> SUPPLIED ENTRIES

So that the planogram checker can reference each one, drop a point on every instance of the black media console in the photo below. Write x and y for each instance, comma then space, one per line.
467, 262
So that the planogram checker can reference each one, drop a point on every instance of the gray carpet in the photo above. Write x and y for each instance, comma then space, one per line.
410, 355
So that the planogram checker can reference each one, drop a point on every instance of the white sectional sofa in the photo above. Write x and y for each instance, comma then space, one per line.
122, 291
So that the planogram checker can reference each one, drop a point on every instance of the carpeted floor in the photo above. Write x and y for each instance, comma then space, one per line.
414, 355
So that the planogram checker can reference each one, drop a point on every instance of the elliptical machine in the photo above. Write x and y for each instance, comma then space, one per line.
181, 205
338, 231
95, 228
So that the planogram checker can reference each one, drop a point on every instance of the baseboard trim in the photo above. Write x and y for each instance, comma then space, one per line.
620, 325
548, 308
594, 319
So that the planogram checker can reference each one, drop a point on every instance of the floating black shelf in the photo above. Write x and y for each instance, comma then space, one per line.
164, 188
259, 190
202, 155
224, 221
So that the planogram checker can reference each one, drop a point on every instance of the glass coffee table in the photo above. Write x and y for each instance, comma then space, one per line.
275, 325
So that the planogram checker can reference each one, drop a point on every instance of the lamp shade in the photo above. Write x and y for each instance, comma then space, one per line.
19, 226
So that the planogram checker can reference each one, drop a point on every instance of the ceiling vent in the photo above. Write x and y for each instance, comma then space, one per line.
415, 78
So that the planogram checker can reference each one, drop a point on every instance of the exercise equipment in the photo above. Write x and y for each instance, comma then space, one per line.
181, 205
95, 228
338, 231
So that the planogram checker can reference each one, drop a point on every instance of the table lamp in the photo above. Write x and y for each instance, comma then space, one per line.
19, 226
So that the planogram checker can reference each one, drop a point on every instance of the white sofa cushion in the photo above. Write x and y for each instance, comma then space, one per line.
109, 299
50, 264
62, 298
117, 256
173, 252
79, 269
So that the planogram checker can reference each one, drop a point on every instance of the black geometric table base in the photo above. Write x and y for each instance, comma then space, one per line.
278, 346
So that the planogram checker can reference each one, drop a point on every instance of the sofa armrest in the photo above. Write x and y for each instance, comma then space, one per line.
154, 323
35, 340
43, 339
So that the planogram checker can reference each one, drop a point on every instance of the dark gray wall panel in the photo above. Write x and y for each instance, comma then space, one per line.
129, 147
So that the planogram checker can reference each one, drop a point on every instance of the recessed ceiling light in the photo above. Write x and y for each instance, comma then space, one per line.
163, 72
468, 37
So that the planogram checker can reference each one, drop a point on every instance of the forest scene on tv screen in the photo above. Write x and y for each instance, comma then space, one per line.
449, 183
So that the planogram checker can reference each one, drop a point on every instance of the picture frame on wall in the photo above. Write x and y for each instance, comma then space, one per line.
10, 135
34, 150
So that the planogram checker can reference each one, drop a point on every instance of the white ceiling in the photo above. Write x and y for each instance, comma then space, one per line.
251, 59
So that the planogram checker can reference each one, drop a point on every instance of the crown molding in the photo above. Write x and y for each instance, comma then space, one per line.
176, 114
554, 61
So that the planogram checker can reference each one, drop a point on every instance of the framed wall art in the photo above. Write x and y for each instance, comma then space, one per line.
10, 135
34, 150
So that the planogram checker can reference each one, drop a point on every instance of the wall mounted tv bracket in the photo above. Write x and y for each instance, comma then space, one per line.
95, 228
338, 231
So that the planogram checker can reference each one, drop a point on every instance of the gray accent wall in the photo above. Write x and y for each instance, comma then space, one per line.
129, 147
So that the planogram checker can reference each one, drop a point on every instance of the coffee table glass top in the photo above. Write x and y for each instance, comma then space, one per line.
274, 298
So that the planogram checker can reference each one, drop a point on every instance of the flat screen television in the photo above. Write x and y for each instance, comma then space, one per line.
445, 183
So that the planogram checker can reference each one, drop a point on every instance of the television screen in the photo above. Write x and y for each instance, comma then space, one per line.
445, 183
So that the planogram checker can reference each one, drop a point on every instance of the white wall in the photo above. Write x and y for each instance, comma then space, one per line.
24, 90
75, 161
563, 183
...
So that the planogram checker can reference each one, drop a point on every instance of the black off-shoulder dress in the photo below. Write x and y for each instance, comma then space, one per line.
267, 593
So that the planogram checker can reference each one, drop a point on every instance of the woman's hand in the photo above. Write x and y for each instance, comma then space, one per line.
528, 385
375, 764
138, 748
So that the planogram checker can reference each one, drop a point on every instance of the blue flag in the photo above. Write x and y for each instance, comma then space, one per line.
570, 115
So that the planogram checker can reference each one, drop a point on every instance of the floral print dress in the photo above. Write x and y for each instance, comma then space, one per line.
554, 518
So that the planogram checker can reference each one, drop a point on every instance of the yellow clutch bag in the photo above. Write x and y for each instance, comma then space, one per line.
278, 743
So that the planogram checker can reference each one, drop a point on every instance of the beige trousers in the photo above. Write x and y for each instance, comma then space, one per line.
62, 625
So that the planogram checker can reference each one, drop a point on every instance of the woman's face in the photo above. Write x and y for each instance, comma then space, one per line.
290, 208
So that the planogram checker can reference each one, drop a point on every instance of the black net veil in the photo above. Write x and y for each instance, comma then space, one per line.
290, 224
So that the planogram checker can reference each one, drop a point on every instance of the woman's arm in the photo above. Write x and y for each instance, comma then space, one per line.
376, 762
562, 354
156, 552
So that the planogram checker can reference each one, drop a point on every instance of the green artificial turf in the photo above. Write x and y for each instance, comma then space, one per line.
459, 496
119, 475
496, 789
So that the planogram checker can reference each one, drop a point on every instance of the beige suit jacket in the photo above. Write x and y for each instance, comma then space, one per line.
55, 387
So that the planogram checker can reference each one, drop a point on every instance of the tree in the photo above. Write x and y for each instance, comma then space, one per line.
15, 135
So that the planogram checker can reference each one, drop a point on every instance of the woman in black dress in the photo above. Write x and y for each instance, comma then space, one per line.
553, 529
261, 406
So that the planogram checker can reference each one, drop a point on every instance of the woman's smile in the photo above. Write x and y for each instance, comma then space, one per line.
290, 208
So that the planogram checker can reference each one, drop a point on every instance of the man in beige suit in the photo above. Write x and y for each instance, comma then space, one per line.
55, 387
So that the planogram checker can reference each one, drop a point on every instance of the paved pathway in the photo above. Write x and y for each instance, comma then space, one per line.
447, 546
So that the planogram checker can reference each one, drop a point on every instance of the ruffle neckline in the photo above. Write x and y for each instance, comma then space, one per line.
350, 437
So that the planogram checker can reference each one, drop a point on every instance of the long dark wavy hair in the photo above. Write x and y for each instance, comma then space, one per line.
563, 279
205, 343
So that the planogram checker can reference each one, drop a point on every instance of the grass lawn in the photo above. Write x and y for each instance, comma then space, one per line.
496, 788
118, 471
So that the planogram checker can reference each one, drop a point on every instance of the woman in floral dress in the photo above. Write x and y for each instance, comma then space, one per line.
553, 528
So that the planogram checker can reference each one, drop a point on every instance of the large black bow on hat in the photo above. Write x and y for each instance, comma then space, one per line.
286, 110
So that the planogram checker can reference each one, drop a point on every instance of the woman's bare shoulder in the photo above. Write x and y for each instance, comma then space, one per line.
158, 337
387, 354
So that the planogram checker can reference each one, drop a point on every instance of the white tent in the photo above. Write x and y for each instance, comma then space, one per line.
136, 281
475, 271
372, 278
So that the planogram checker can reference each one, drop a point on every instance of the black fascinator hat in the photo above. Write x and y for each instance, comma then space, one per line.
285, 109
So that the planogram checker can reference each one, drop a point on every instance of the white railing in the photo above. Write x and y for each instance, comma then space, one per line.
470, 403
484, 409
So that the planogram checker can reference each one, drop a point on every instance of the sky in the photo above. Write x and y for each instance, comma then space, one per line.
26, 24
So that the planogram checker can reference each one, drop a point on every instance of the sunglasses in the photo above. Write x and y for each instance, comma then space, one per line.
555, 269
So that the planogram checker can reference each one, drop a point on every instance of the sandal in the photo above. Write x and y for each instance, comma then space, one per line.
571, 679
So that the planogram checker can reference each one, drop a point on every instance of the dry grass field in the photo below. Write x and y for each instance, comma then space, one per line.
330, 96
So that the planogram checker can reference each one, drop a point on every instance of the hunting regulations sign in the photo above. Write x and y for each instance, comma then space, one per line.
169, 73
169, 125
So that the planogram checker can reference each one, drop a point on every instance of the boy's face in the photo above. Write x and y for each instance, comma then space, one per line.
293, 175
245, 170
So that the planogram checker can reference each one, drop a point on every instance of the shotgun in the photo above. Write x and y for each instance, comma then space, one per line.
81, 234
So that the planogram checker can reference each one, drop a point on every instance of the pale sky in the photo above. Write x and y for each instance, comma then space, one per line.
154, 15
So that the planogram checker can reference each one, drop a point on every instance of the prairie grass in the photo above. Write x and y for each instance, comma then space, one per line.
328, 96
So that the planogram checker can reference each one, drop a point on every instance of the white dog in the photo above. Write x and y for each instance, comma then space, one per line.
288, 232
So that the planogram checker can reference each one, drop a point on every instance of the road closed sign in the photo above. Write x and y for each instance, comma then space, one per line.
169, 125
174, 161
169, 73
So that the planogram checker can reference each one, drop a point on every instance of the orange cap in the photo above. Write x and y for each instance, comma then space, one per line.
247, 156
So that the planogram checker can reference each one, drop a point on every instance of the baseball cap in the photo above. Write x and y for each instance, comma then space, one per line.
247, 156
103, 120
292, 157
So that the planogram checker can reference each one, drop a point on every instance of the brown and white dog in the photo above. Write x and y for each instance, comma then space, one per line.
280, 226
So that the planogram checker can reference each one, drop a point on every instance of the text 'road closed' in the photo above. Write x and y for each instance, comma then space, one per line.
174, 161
...
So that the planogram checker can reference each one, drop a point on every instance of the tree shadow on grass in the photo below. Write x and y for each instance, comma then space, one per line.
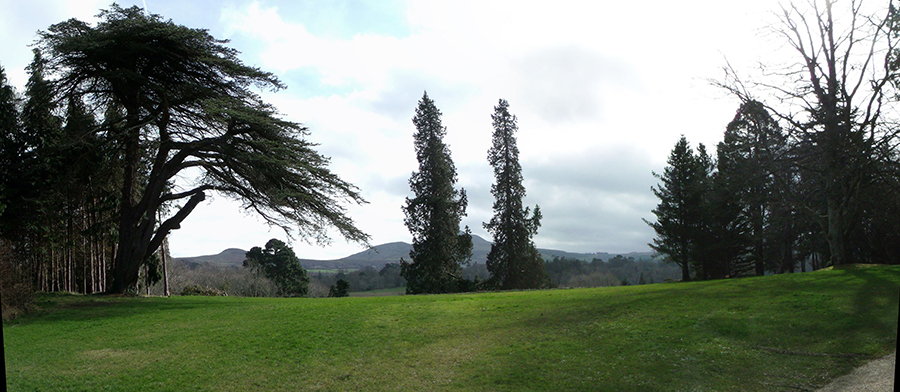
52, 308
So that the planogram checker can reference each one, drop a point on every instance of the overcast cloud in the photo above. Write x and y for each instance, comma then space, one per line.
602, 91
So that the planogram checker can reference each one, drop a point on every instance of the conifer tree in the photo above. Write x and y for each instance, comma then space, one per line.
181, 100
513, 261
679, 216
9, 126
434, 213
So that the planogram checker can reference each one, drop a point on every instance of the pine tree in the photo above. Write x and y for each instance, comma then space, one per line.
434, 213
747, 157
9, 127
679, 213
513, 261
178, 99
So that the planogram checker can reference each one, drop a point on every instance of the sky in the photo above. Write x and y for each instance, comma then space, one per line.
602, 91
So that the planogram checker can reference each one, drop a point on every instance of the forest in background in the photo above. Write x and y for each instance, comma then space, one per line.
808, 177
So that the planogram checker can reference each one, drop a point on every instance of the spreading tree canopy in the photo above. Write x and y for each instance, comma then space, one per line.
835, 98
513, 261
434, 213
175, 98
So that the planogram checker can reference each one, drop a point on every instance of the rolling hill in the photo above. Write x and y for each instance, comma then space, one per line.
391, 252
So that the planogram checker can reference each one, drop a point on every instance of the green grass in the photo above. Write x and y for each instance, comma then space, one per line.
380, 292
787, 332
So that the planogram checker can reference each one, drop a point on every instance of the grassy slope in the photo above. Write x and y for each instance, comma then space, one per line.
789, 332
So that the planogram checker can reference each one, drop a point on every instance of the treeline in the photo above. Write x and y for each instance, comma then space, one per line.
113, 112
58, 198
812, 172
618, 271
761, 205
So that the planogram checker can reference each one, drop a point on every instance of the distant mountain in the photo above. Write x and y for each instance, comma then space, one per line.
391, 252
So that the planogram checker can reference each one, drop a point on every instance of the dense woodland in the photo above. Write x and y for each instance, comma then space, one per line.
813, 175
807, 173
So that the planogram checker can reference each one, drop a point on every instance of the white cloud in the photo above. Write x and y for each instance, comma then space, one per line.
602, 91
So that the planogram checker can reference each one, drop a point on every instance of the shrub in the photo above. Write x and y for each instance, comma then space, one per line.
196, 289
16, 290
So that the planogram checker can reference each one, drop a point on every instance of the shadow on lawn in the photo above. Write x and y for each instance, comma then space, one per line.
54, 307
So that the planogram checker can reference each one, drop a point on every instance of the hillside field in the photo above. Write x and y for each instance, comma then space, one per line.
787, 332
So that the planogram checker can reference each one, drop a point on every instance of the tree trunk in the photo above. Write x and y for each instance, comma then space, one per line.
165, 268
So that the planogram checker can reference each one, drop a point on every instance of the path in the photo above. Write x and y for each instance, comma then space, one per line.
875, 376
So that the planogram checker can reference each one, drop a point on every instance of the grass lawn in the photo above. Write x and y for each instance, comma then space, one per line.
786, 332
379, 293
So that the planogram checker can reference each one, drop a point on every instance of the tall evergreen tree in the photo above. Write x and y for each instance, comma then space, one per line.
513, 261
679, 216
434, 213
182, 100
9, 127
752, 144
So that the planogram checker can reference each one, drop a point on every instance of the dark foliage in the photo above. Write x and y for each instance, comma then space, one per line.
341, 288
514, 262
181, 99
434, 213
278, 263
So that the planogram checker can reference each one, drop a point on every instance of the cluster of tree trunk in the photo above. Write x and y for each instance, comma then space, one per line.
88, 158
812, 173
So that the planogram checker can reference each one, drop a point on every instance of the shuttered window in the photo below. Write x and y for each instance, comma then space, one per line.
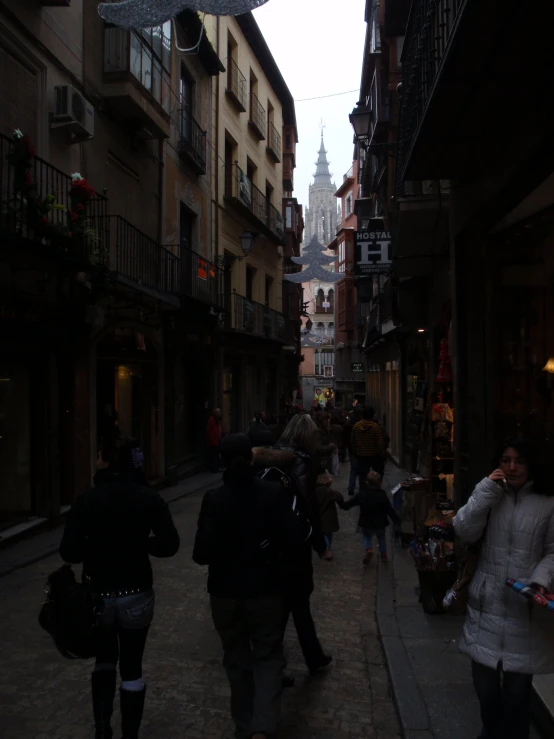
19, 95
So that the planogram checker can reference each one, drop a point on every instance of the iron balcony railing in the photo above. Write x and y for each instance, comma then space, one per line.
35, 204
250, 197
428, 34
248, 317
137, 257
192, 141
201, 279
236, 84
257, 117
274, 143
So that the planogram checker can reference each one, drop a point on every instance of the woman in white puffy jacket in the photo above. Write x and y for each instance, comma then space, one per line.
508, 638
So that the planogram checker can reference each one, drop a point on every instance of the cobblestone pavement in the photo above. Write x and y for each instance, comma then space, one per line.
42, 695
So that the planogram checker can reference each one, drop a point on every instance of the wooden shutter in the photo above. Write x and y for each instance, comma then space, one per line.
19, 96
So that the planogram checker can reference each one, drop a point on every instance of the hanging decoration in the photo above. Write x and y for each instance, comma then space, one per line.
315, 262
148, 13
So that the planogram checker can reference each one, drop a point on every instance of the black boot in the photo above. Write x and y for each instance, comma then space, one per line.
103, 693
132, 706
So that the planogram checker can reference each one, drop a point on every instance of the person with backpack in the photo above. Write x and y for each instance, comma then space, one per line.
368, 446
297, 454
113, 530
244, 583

> THE PROBLEM
List every line in the entries above that contains the string "trunk", copying each matching line in full. Treat uppercase and lowercase as different.

> OUTPUT OF THE TASK
So that the planogram checker can reference each one, drop a point on every instance of the tree trunk in the photo above. Write x and y for each instance, comma then space, one per line.
So that the planogram checker can reference each one, drop a point on every instance of the cluster of tree trunk in the photo above. Write x and y for each instance, comma then space, one per line.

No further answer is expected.